───── MATERIAL FOR THIS EXERCISE

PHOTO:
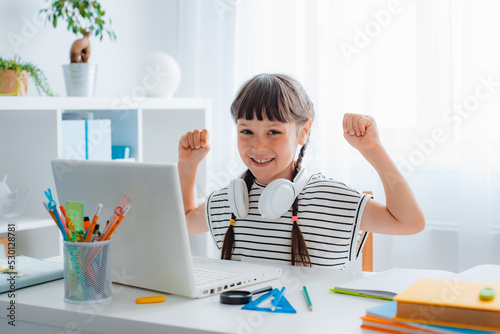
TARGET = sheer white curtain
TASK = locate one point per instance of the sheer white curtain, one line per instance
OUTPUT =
(427, 70)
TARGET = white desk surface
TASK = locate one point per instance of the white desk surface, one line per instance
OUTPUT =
(41, 309)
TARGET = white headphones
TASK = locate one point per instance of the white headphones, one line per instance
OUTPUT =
(275, 200)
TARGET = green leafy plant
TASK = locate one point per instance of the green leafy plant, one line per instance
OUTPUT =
(37, 74)
(83, 17)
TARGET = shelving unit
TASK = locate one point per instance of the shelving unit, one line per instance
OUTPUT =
(30, 137)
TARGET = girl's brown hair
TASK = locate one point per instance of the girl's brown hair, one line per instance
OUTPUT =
(280, 98)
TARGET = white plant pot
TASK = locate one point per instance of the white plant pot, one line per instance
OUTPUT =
(80, 79)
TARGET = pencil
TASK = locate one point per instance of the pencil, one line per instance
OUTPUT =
(275, 302)
(308, 300)
(115, 225)
(94, 222)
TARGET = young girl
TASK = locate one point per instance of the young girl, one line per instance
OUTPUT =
(273, 115)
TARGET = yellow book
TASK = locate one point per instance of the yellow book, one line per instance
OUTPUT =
(450, 303)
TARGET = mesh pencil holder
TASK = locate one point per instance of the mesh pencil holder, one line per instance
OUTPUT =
(87, 272)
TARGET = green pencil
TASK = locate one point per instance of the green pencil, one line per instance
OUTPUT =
(308, 300)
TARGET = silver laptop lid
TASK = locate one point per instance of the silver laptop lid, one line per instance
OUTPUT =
(150, 249)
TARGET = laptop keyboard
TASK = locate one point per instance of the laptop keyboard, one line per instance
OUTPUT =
(203, 276)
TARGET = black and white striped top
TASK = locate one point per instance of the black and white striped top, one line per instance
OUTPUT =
(329, 216)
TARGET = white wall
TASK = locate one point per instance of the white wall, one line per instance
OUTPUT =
(141, 27)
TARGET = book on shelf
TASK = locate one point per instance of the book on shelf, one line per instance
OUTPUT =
(382, 318)
(389, 283)
(451, 303)
(27, 271)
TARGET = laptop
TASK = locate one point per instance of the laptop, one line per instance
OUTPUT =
(150, 248)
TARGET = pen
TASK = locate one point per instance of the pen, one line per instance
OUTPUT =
(66, 224)
(94, 221)
(308, 299)
(118, 221)
(96, 231)
(53, 207)
(53, 217)
(86, 223)
(275, 302)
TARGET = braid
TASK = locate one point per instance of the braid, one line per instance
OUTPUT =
(299, 252)
(228, 243)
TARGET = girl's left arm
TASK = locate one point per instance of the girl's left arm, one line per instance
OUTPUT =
(401, 215)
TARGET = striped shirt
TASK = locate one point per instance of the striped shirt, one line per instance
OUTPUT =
(329, 216)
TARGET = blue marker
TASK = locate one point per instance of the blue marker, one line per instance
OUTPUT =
(53, 206)
(275, 302)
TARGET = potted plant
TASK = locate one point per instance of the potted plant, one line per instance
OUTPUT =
(14, 77)
(85, 19)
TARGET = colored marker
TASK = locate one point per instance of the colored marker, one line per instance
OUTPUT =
(115, 225)
(90, 233)
(275, 302)
(308, 299)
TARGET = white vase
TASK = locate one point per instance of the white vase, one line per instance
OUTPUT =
(80, 79)
(159, 75)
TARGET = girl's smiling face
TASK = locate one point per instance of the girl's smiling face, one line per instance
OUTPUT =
(268, 148)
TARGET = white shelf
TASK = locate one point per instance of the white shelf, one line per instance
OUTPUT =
(25, 223)
(107, 103)
(31, 136)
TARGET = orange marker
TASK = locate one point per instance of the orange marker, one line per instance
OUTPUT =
(94, 222)
(115, 225)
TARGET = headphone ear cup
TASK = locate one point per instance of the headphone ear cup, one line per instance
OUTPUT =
(237, 195)
(276, 199)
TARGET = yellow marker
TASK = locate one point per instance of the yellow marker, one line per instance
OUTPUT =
(150, 299)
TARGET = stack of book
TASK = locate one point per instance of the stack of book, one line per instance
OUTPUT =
(439, 306)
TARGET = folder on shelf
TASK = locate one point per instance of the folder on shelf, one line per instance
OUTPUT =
(450, 302)
(28, 271)
(387, 284)
(381, 318)
(86, 139)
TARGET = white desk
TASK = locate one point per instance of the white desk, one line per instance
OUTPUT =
(41, 309)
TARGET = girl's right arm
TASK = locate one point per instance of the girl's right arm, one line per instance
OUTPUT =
(193, 147)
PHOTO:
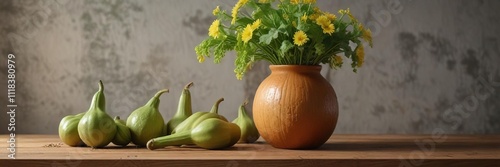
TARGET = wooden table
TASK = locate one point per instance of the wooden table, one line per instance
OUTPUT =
(340, 150)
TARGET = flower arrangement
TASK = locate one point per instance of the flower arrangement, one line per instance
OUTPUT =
(287, 32)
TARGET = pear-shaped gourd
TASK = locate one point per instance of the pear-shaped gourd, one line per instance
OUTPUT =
(122, 137)
(68, 130)
(192, 121)
(212, 133)
(146, 122)
(183, 110)
(249, 133)
(97, 128)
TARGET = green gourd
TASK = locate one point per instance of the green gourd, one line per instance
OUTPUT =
(122, 137)
(192, 121)
(249, 133)
(212, 133)
(68, 130)
(146, 122)
(184, 109)
(97, 128)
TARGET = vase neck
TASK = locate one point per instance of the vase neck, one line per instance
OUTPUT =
(295, 68)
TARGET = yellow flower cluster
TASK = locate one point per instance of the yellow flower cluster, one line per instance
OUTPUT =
(216, 11)
(303, 1)
(234, 12)
(213, 31)
(201, 58)
(248, 31)
(326, 24)
(300, 38)
(336, 61)
(348, 12)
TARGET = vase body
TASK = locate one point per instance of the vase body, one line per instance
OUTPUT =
(295, 107)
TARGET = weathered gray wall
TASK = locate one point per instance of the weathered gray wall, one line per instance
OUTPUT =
(434, 65)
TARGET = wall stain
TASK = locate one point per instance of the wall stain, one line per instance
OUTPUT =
(450, 64)
(378, 110)
(198, 23)
(471, 63)
(408, 45)
(440, 48)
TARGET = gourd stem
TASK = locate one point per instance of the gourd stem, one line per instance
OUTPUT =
(184, 109)
(176, 139)
(154, 102)
(215, 108)
(98, 100)
(188, 85)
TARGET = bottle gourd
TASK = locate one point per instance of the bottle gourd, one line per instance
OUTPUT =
(146, 122)
(96, 128)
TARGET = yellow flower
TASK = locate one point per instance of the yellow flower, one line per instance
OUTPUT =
(213, 31)
(360, 52)
(330, 16)
(300, 38)
(216, 11)
(342, 11)
(338, 60)
(317, 10)
(247, 33)
(234, 12)
(201, 58)
(348, 12)
(303, 18)
(328, 29)
(323, 21)
(256, 24)
(309, 1)
(314, 16)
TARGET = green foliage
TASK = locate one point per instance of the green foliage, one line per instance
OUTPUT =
(292, 32)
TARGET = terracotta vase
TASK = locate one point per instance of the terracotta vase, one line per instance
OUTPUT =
(295, 107)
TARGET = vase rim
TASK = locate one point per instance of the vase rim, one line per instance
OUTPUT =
(295, 67)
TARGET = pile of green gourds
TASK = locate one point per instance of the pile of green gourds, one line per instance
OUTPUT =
(145, 126)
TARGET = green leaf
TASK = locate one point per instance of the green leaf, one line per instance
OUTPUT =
(285, 46)
(267, 38)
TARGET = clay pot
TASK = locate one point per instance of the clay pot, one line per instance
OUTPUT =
(295, 107)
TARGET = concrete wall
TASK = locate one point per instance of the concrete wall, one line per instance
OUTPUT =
(434, 65)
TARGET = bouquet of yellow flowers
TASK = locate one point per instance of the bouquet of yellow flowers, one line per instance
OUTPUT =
(287, 32)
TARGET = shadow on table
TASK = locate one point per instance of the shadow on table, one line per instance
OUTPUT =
(381, 145)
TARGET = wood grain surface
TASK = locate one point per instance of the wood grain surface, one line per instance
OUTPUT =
(340, 150)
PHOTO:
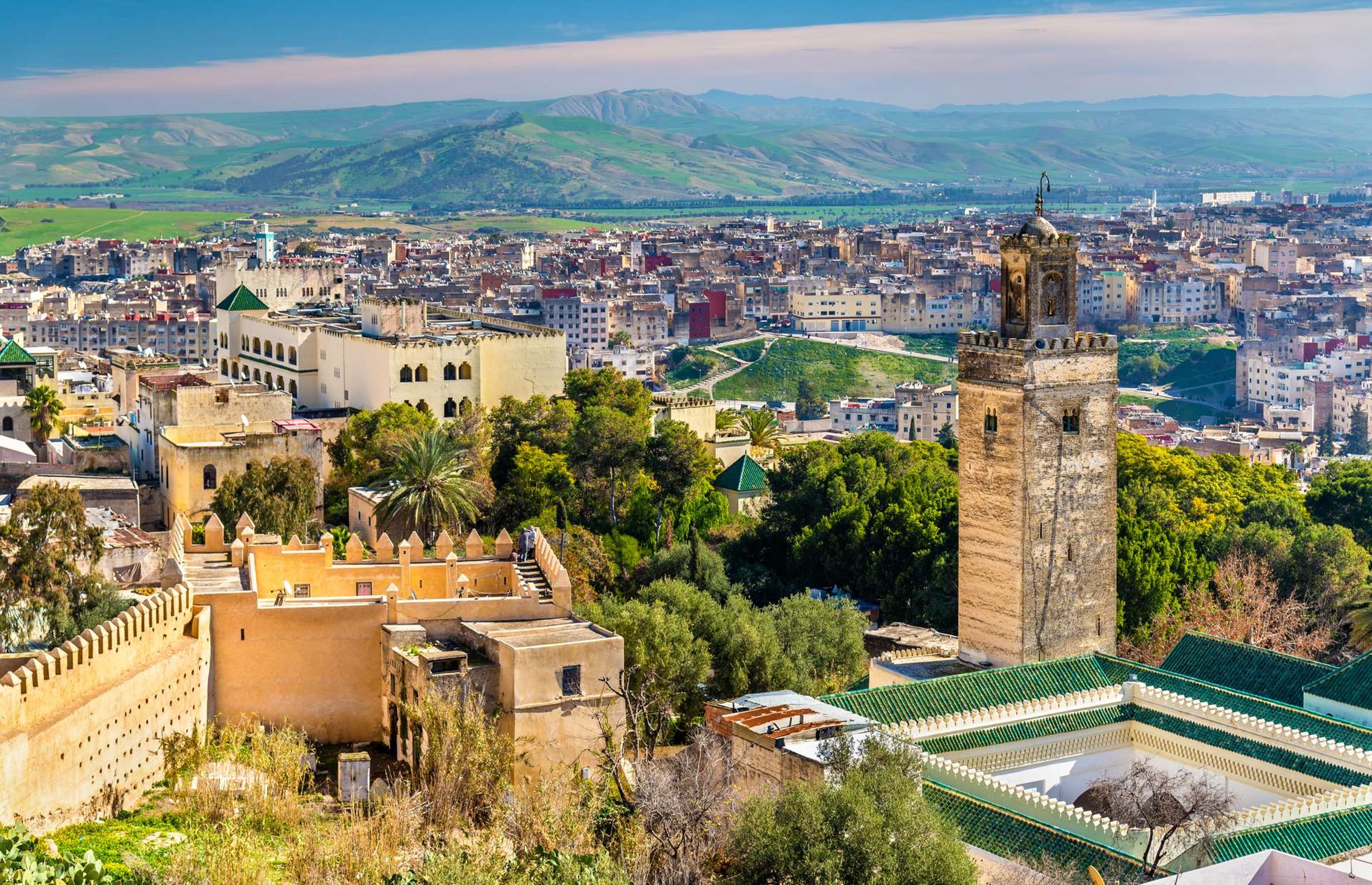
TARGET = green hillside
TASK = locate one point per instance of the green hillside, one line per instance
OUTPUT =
(839, 371)
(665, 145)
(26, 227)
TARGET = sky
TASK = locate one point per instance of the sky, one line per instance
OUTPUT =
(132, 57)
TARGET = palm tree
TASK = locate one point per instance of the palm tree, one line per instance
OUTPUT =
(761, 427)
(431, 485)
(44, 405)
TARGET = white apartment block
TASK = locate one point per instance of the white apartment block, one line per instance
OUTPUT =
(1180, 301)
(187, 339)
(923, 411)
(918, 313)
(846, 311)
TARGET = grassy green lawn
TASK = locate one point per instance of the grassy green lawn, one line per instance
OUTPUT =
(747, 350)
(29, 227)
(839, 372)
(1184, 412)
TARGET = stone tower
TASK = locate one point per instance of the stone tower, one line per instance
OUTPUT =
(1037, 466)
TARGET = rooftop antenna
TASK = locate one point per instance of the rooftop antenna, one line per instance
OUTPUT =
(1045, 187)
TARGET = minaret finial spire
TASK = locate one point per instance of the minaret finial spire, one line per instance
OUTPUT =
(1045, 187)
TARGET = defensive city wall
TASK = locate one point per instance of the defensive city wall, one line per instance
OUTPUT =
(80, 724)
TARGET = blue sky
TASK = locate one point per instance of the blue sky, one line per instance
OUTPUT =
(136, 57)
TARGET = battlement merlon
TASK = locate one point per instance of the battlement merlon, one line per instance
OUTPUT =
(996, 342)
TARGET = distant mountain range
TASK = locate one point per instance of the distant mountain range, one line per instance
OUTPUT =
(658, 143)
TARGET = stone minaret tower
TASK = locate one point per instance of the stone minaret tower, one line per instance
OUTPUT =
(1037, 466)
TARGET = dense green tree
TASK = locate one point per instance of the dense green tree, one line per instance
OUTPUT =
(744, 648)
(1342, 496)
(824, 641)
(810, 401)
(665, 666)
(1356, 442)
(870, 828)
(279, 496)
(359, 452)
(46, 548)
(538, 422)
(431, 486)
(873, 516)
(607, 448)
(607, 388)
(534, 484)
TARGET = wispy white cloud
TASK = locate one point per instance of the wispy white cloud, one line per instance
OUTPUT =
(1087, 57)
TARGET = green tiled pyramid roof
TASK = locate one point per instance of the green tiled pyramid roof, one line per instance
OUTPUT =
(1351, 684)
(973, 691)
(1245, 668)
(743, 475)
(242, 298)
(1318, 838)
(1119, 670)
(11, 355)
(1010, 835)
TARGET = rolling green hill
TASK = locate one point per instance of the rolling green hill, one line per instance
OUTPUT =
(836, 370)
(665, 145)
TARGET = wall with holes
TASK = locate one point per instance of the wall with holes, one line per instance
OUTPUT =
(80, 725)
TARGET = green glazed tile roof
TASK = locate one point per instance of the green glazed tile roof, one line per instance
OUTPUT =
(973, 691)
(1245, 668)
(1045, 726)
(1351, 684)
(1083, 720)
(1318, 838)
(13, 355)
(743, 475)
(1119, 670)
(242, 298)
(1010, 835)
(1287, 759)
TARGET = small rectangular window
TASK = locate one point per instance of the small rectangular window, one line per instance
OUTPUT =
(571, 680)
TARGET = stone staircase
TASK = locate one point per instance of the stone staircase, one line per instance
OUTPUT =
(532, 578)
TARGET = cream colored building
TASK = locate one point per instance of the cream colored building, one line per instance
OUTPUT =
(193, 460)
(398, 350)
(836, 311)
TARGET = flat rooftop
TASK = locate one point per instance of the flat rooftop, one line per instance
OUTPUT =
(536, 633)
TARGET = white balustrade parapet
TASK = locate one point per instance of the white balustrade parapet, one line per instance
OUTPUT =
(1008, 714)
(1248, 725)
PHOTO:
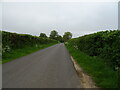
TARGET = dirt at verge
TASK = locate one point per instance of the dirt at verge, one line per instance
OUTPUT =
(86, 80)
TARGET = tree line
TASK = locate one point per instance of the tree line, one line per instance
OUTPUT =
(54, 35)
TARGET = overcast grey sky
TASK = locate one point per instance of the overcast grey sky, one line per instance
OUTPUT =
(77, 17)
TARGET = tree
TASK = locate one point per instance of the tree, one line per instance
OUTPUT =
(53, 34)
(67, 36)
(43, 35)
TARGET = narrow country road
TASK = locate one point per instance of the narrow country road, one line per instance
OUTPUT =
(47, 68)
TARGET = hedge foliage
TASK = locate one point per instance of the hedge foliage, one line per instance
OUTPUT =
(11, 41)
(104, 44)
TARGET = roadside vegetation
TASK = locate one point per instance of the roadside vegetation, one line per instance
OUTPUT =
(99, 56)
(17, 45)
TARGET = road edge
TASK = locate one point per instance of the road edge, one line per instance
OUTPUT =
(85, 79)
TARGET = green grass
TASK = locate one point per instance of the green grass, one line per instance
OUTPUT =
(17, 53)
(103, 75)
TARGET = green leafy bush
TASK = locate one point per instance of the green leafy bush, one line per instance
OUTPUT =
(11, 41)
(104, 44)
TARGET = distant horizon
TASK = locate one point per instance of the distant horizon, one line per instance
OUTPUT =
(78, 18)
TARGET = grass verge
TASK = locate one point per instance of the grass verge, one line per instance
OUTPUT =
(17, 53)
(102, 75)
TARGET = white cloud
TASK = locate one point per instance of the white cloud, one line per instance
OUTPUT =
(78, 18)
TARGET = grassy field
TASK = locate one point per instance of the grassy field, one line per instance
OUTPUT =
(17, 53)
(102, 75)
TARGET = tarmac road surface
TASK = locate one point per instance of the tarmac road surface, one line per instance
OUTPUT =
(47, 68)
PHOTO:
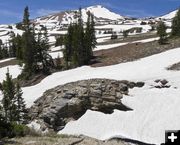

──────────

YOUR GOAL: Please write out the listing as a JSON list of strings, starting at the line that contains "TARGET = roadside vegetation" and ending at the end of the listing, with one string per line and no blank lines. Leave the pictures out.

ANSWER TO THE EXERCISE:
[
  "TARGET = roadside vegetation",
  "TASK = locate one point per instance of the roadside vegetation, one line per instance",
  "OUTPUT =",
  "(99, 56)",
  "(17, 45)",
  "TARGET = road edge",
  "TASK = locate one point per instance of the road edge, one line per instance",
  "OUTPUT =",
  "(85, 79)",
  "TARGET = green grass",
  "TASK = locate one point per instance of the green grass, one line per instance",
  "OUTPUT =",
  "(17, 53)",
  "(103, 75)",
  "TARGET = green leafy bush",
  "TASK = locate one point per instance of the green leafy bush, one line per instance",
  "OUTPUT =",
  "(11, 41)",
  "(104, 44)",
  "TARGET = distant horizon",
  "TASK = locate one point per instance of the distant horizon, one line per instance",
  "OUTPUT =",
  "(78, 18)",
  "TARGET = grass verge",
  "TASK = locate one point per instance of the grass verge, one line per instance",
  "OUTPUT =",
  "(17, 53)",
  "(102, 75)",
  "TARGET = white cloud",
  "TASK = locate one point per instance of the white cloud, one line per instance",
  "OUTPUT =",
  "(78, 18)",
  "TARGET = grassy field",
  "TASK = locate one point per instance of the grassy field, one line per instance",
  "OUTPUT =",
  "(17, 53)",
  "(102, 75)",
  "TARGET = tarmac road surface",
  "TASK = locate one point per instance of the tarmac road surface, one line per instance",
  "OUTPUT =",
  "(47, 68)",
  "PHOTO:"
]